• _Data entries_

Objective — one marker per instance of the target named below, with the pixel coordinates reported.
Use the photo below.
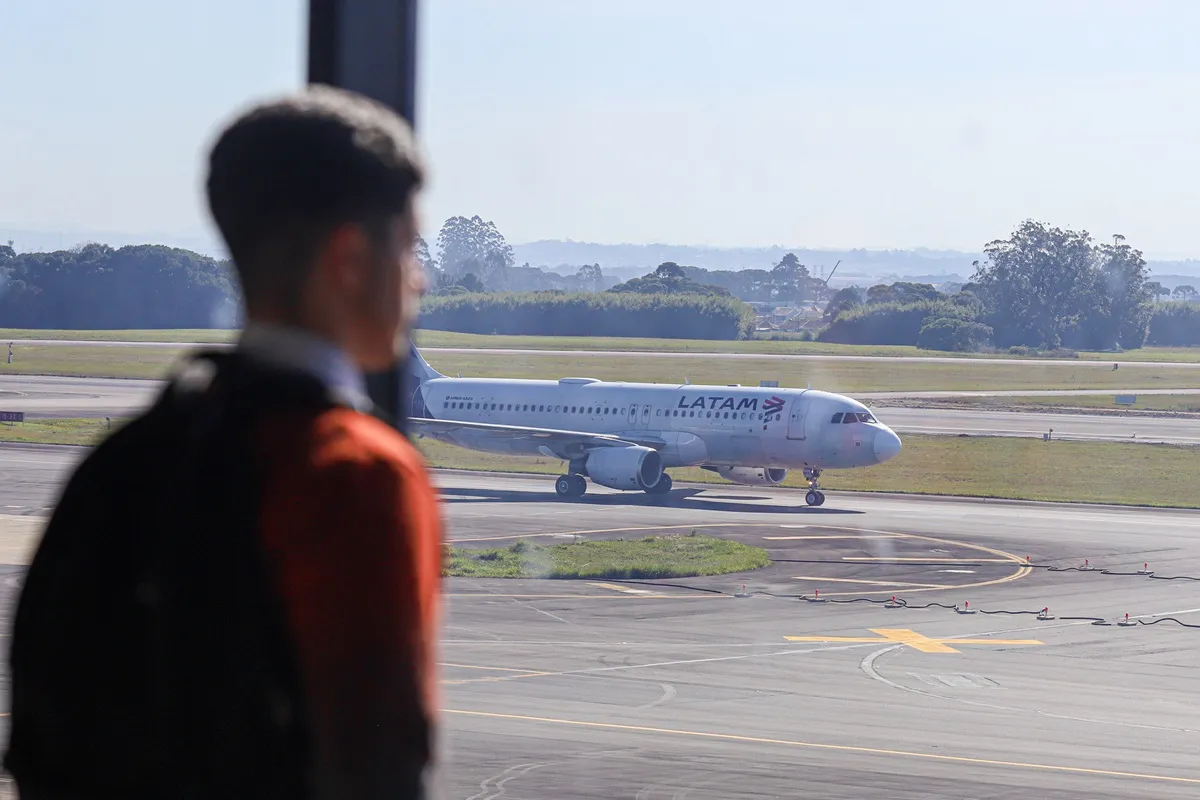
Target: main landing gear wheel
(815, 497)
(570, 486)
(661, 487)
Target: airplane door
(796, 417)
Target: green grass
(71, 431)
(652, 557)
(984, 467)
(1185, 403)
(987, 467)
(90, 361)
(849, 377)
(174, 335)
(451, 340)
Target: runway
(609, 689)
(96, 397)
(676, 354)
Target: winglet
(419, 367)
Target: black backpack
(150, 654)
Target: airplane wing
(565, 443)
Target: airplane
(625, 435)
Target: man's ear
(345, 260)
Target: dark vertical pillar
(370, 47)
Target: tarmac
(46, 397)
(683, 689)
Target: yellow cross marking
(911, 638)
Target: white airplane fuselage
(699, 426)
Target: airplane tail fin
(419, 368)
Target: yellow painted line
(911, 638)
(787, 539)
(628, 590)
(815, 745)
(681, 596)
(492, 679)
(915, 558)
(873, 583)
(599, 530)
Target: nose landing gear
(815, 497)
(570, 486)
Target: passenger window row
(850, 417)
(532, 408)
(605, 411)
(714, 415)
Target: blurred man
(238, 593)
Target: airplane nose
(887, 445)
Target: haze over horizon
(937, 125)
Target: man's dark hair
(287, 173)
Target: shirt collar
(298, 349)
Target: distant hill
(857, 265)
(624, 262)
(48, 241)
(646, 257)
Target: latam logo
(732, 403)
(772, 405)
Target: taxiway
(678, 689)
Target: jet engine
(634, 468)
(751, 475)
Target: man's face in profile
(394, 296)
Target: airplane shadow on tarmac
(676, 499)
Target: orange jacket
(352, 529)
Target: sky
(874, 124)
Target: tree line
(687, 316)
(473, 256)
(95, 287)
(1039, 289)
(1043, 288)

• _Exercise brief_
Update all the entries above by writing them out again with "airplane" replaced by "aircraft" everywhere it appears and nothing else changed. Leave out the pictures.

• _Answer below_
Objective — one marker per instance of the target named below, with the pixel coordinates reported.
Use the photo below.
Target: main landing gear wheel
(815, 497)
(570, 486)
(661, 487)
Target: aircraft door
(796, 417)
Target: green grass
(71, 431)
(652, 557)
(984, 467)
(1185, 403)
(987, 467)
(90, 361)
(849, 377)
(174, 335)
(451, 340)
Target: runway
(609, 689)
(96, 397)
(676, 354)
Target: winglet
(419, 367)
Target: black backpack
(150, 654)
Target: aircraft wing
(565, 443)
Target: aircraft
(625, 435)
Target: man's ear
(345, 260)
Target: dark vertical pillar
(370, 47)
Target: tarmac
(46, 397)
(683, 689)
Target: yellow cross marking
(911, 638)
Target: white aircraft fuselage
(699, 426)
Target: aircraft tail fin
(419, 368)
Target: yellow painted line
(911, 638)
(787, 539)
(628, 590)
(815, 745)
(681, 596)
(492, 679)
(915, 558)
(873, 583)
(599, 530)
Target: nose landing gear
(815, 497)
(570, 486)
Target: passenger window row
(850, 417)
(532, 408)
(605, 411)
(714, 415)
Target: blurred man
(238, 593)
Target: aircraft nose
(887, 445)
Target: haze over horizon
(937, 125)
Target: man's dark hair
(287, 173)
Target: shirt collar
(298, 349)
Target: distant hill
(857, 265)
(624, 262)
(48, 241)
(646, 257)
Target: latam logo
(732, 403)
(772, 405)
Target: taxiway
(678, 689)
Target: jet engine
(634, 468)
(751, 475)
Target: man's face in profile
(394, 296)
Target: aircraft shadow on tarmac
(676, 499)
Target: orange jacket
(352, 529)
Target: sky
(874, 124)
Target: tree line
(687, 316)
(473, 256)
(95, 287)
(1039, 289)
(1043, 288)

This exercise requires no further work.